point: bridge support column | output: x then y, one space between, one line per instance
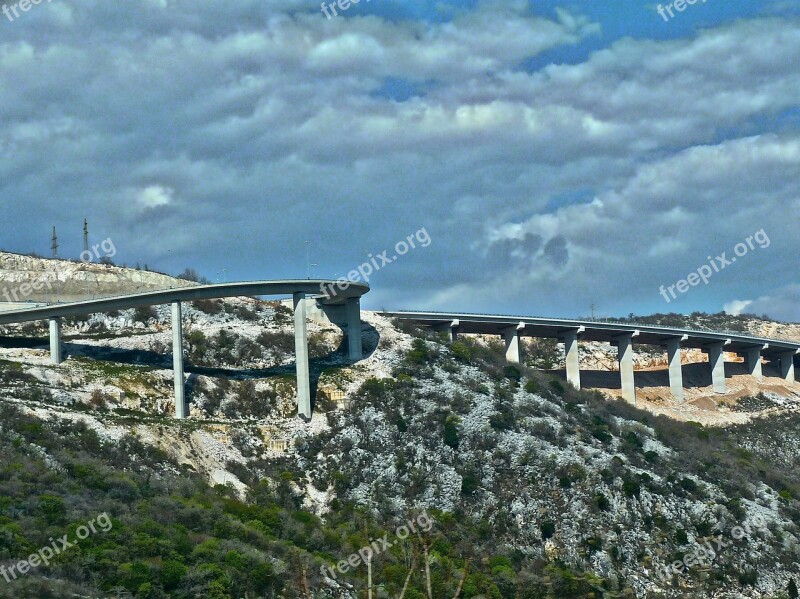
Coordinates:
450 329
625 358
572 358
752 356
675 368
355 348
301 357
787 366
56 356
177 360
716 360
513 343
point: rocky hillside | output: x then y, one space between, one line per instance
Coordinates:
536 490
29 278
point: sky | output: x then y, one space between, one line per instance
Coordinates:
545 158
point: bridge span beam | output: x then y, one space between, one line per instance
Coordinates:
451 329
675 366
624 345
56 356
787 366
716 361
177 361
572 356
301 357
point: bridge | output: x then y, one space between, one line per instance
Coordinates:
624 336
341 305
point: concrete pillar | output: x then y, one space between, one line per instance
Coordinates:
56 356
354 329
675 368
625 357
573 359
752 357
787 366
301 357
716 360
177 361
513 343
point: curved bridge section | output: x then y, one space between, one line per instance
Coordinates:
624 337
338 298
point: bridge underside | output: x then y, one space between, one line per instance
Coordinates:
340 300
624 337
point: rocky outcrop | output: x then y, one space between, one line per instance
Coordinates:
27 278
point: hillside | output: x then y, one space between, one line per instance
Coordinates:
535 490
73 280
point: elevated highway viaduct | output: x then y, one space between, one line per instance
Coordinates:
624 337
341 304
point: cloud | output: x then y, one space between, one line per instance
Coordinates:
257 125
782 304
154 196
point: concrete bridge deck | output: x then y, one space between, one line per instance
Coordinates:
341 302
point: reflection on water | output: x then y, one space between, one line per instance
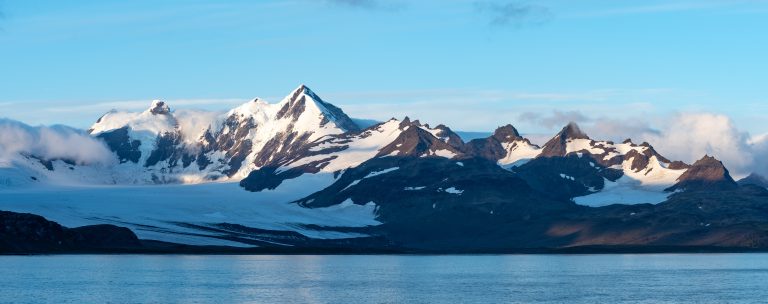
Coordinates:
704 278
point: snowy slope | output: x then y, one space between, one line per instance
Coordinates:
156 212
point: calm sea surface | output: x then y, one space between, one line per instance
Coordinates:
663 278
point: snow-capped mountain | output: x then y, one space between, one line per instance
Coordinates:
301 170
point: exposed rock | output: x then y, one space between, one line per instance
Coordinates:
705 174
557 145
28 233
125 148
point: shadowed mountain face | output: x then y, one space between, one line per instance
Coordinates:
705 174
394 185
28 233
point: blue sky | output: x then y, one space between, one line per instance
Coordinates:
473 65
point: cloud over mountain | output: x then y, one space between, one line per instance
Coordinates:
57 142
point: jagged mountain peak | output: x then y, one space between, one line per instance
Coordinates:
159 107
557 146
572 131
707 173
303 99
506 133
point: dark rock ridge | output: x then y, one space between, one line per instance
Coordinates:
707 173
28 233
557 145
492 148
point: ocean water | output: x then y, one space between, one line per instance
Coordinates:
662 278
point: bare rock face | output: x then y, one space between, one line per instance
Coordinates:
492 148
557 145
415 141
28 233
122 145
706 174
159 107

□ □ □

Work order:
Please count the lines of the entries above that include "mountain" and give only the total.

The answer:
4